Page extract |
Of the patients in the study cohort, eight completed the 2-year treatment regimen without any side effects, and four stopped treatment due to side effects. None of these 12 patients needed further treatment.
Brahmer presented a case study of one study participant, a 61-year-old heavily pretreated male former smoker. He had squamous NSCLC with unknown PD-L1 status and a high tumor mutation burden-314 total somatic mutations. Six years after beginning nivolumab treatment, the patient remains alive and in response, without evidence of progressive disease.
What is not known at this time is whether the cancerous tumors were completely eliminated in the 5-year survivors by their immune systems, or if the therapy invoked an ongoing immune memory. "I think we can shorten our time of therapy," Brahmer said, but to do that it will be necessary to identify patients who develop immune memory cells. "My personal feeling is that some patients don't need to be treated indefinitely," she added. "Right now there's really no characteristic that stands out" that points to which NSCLC patients will experience long-term survival on nivolumab. "We were unable to see a consistent pattern, a clinical or tumor characteristic, to predict which metastatic lung cancer patients are going to be 5-year survivors," Brahmer explained.
Patients in the study cohort had baseline tumor biopsies as a requirement for enrollment, but several patients did not have adequate tumor samples to determine their PD-L1 status, noted Brahmer. The presence and quantity of the protein PD-L1 are used as biomarkers for patients likely to respond to immune checkpoint inhibitors such as nivolumab that target the PD-1/PDL1 pathway. But PD-L1 status was not clearly associated with 5-year survivors in this patient subset.
Advancing Immunotherapy
"This is a landmark study," said news briefing moderator Suzanne Topalian, MD, Director of the Melanoma Program at the Sidney Kimmel Comprehensive Cancer Center at Johns Hopkins and Associate Director of the Bloomberg-Kimmel Institute for Cancer Immunotherapy. Topalian noted that the quadrupling of 5-year survival of the NSCLC subset that responded to nivolumab is highly statistically significant. "This brought immunotherapy out of the realm of specialized therapy," she said of the study results.

Aim of the task |
Extend the report on long-term nivolumab survivors with lung cancer, picking up after its final paragraph.

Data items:

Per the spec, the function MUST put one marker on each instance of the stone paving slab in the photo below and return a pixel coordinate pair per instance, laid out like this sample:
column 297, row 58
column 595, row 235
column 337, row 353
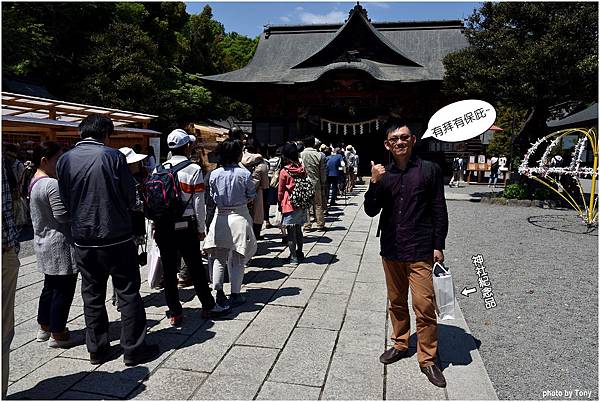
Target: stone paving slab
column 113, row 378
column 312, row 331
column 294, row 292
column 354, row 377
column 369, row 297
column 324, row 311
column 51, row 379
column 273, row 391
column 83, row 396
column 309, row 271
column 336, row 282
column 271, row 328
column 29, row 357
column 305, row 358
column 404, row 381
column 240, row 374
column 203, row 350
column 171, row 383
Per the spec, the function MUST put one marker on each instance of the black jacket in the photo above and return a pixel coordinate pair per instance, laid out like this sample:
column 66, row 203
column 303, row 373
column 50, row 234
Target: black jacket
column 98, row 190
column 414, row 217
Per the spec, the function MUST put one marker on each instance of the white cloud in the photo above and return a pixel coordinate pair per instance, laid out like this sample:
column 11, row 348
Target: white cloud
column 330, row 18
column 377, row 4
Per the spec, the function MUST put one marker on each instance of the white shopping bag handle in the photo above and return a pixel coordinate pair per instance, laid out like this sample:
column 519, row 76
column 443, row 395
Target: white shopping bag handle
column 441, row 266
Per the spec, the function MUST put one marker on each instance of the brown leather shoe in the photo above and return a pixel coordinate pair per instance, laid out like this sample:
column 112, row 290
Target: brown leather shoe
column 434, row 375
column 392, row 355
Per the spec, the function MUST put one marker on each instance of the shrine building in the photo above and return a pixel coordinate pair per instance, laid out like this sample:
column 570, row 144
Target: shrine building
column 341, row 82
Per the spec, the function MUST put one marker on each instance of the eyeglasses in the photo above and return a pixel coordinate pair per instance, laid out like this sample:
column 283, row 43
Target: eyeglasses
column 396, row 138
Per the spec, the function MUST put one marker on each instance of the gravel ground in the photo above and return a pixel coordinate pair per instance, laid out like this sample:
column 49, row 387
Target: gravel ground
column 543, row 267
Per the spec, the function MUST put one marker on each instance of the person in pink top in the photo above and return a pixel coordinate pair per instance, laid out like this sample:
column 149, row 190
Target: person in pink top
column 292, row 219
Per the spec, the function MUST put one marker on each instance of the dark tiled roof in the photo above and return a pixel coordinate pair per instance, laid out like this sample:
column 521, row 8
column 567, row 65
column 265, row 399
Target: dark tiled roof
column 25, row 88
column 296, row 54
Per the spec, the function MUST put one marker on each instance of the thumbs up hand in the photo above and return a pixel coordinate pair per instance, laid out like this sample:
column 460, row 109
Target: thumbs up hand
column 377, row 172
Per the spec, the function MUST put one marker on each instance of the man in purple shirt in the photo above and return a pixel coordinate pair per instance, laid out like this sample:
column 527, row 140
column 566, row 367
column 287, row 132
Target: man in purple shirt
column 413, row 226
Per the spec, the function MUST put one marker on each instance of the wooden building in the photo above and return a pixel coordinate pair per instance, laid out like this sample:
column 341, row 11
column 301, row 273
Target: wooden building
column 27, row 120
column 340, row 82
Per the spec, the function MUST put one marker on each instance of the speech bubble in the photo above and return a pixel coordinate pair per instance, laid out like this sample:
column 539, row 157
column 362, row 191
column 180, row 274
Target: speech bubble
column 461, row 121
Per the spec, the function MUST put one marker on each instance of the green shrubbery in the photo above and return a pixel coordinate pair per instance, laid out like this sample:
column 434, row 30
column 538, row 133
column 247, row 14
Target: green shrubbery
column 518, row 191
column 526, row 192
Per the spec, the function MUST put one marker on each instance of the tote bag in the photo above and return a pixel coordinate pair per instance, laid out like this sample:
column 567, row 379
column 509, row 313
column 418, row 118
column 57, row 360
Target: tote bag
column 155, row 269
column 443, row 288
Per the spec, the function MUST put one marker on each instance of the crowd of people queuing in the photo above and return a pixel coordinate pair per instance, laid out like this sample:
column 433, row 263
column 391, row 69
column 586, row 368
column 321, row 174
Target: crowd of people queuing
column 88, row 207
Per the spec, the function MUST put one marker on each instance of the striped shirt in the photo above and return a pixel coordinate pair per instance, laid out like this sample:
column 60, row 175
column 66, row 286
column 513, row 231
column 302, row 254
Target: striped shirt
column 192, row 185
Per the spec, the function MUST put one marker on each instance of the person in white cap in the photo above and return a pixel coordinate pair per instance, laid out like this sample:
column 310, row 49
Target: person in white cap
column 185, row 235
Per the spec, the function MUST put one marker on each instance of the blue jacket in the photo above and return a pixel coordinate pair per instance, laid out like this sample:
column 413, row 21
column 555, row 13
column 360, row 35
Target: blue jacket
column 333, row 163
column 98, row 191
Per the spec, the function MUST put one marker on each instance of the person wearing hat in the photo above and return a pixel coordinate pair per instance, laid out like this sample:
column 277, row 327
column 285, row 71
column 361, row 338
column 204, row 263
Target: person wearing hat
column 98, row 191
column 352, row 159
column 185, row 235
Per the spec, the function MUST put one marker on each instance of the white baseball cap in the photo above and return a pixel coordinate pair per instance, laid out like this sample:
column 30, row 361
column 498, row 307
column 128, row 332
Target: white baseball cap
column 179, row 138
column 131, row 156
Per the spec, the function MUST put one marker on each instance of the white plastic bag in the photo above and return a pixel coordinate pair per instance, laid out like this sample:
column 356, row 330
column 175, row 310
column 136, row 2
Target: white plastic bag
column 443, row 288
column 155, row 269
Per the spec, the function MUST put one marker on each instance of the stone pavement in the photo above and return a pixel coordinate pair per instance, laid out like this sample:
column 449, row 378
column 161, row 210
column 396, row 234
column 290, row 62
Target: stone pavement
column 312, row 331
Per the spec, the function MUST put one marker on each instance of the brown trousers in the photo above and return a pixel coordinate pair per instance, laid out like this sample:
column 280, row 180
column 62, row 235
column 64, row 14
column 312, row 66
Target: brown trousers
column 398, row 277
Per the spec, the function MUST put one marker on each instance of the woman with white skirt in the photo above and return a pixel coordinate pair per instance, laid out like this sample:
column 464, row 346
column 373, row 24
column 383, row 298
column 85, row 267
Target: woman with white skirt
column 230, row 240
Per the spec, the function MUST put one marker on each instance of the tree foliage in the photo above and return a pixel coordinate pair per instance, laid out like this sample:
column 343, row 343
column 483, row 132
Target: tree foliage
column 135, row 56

Response to the exercise |
Brahmer said she and her colleagues are doing further studies to learn why the patients who responded did so well for so long; which patients can stop treatment at 2 years; and which need to continue treatment beyond 2 years. "Now, we need to figure out how to make more patients responsive to immunotherapy by exploring combinations of immunotherapy drugs and other treatment agents," she explained.
Some of the first data on this group of 129 patients were published by Brahmer and her colleagues in 2015. At that time, reported side effects from nivolumab included fatigue, thyroid problems, pneumonitis, rashes, and gastrointestinal problems. Patients in the study received nivolumab once every 2 weeks for up to 2 years. Brahmer noted that determining which patients need continuing therapy and which do not would not only get the best treatments to patients earlier, but would present an opportunity for cost savings for patients who do not respond, since nivolumab can cost more than $100,000 a year.
A limitation of the study subset results presented at the AACR meeting, which Brahmer readily pointed out, is that since the study was not a randomized trial, NSCLC patients who received nivolumab were not directly compared with patients who did not receive the drug, but rather with data based on historical survival rates.
Peggy Eastman is a contributing writer.